## BEGIN Text shown

Mitt Romney's biggest problem is... Mitt Romney

The Republican's whiny "I'm rubber you're glue" attitude to Obama will alienate American voters.

Republican Mitt Romney decided long ago that the only thing he was going to focus on this campaign was the economy. 

Not gay marriage. Not immigration. Not gun rights. Not anything but the economy and how the president botched it.  

He'd present himself, as he did when he ran for governor of Massachusetts, as Mr Fix-It while his deep-pocketed confreres spent beaucoup bucks attacking from the rear.

The idea was that the election is a referendum on Barack Obama's first term, but in focusing exclusively on the economy, Romney forget something: to define himself.

Most candidates for president tell a story about themselves that connects with Americans emotionally and intimately. Beyond policy, image, mud-slinging and ideology, candidates hope to craft narratives that make them feel real.

But unlike George W. Bush's story of redemption and Obama's story of audacious hope, Romney's story inspires little affection. In fact, his story might inspire the opposite of affection, and that may be what Romney fears most.

  • He's the son of a wealthy businessman and statesman who attended elite universities before founding a Wall Street firm that made millions for shareholders while sending thousands of American jobs overseas.
  • He's an influential member of the Church of Latter-Day Saints (the Mormons), an arcane religious sect that, unfairly or not, most Americans really don't understand, and neither do some former Mormons.
  • He lives in the shadow of his legendary father. George Romney was the head of the innovative car company (AMC), a firm that made things, as opposed to a private-equity firm like Mitt's Bain Capital that makes nothing. He was also a progressive Republican who fought for civil rights and even contravened his own party to achieve equal opportunity while Secretary of Housing and Urban Development under Nixon.
  • And Romney the son is the former (centrist) governor of the only state to initiate universal health care. That would be something to crow loudly about if Romney were a Democrat or if this were 2008. But in 2012, the Republicans' conservative faction has disqualified the fact that he set the example for the biggest domestic policy program of 21st-century America.

So Romney doesn't talk about himself.

That means opportunity, and Obama has taken it.

## END Text shown

* **What to do**:
a) Answer these questions about the Romney article:
(i) Which three issues does it say Romney would not focus on?
(ii) What car company did George Romney head?
(iii) Under which president did George Romney serve as Secretary of Housing and Urban Development?
b) Copy word for word the stretch of the Romney article from "The idea was" through "Romney fears most.".

## BEGIN Records provided

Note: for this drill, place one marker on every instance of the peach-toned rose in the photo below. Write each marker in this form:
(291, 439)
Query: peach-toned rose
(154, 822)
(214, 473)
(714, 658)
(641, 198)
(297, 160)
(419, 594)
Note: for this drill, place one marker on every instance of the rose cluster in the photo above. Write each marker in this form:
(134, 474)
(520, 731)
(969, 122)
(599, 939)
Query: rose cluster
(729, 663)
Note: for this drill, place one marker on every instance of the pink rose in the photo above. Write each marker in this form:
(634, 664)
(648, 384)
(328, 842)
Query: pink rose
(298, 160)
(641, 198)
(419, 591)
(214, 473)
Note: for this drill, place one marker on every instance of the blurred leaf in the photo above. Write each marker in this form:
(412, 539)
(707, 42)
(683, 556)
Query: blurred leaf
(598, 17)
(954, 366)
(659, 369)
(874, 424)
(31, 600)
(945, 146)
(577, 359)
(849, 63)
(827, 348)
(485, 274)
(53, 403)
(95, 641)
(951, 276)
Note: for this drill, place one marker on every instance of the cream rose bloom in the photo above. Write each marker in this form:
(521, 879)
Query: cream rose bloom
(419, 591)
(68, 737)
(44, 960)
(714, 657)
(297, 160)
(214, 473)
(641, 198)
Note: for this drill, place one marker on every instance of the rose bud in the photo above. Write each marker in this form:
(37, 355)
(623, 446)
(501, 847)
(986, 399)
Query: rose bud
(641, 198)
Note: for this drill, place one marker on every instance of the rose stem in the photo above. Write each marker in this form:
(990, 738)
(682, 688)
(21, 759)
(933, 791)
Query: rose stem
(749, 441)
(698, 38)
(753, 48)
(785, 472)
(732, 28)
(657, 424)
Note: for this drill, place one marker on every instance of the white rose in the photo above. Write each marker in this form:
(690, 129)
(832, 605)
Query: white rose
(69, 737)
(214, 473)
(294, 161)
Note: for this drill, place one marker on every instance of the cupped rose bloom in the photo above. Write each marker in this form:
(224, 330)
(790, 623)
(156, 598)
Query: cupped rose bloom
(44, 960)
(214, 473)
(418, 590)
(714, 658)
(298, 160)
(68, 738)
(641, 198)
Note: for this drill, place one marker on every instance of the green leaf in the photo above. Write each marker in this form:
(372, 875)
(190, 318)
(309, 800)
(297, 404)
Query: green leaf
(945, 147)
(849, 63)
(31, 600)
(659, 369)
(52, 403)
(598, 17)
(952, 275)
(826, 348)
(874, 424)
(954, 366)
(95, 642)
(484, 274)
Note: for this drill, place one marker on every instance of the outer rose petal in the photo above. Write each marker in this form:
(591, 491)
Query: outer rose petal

## END Records provided

* **List of solutions**:
a)
(i) Gay marriage, immigration and gun rights.
(ii) AMC.
(iii) Nixon.

b)
The idea was that the election is a referendum on Barack Obama's first term, but in focusing exclusively on the economy, Romney forget something: to define himself.

Most candidates for president tell a story about themselves that connects with Americans emotionally and intimately. Beyond policy, image, mud-slinging and ideology, candidates hope to craft narratives that make them feel real.

But unlike George W. Bush's story of redemption and Obama's story of audacious hope, Romney's story inspires little affection. In fact, his story might inspire the opposite of affection, and that may be what Romney fears most.